* start Given data *

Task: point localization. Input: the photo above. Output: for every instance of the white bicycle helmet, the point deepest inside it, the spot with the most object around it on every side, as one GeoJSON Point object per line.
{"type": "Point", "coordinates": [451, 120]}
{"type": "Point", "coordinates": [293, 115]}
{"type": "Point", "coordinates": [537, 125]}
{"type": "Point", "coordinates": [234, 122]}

* end Given data *

Goal of the exercise. Reproduce the rows above, replacing "white" with "black" and leaving everything else unchanged.

Response below.
Task: point localization. Input: the photo above. Output: for every instance of the black bicycle helmet, the point deepest inside it, the spot with the most object around it on every side, as one GeoJSON Point object per line.
{"type": "Point", "coordinates": [451, 120]}
{"type": "Point", "coordinates": [293, 115]}
{"type": "Point", "coordinates": [537, 125]}
{"type": "Point", "coordinates": [234, 122]}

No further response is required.